───── Record excerpts

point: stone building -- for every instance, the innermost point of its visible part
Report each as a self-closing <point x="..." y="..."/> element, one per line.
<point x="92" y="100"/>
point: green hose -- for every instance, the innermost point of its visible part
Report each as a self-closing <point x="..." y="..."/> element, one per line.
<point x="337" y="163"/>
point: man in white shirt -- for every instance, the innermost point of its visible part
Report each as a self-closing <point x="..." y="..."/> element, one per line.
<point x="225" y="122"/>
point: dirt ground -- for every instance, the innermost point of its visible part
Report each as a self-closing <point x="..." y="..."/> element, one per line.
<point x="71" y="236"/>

──────────

Exercise description:
Go through the records above, find every line with the word "visible", and list those lines.

Solution to the problem:
point: stone building -- for every instance, the innermost point of its visible part
point: green hose -- for every instance, the innermost point of its visible part
point: man in white shirt -- for every instance, the innermost point of its visible part
point: dirt ground -- for every instance, the innermost point of its visible part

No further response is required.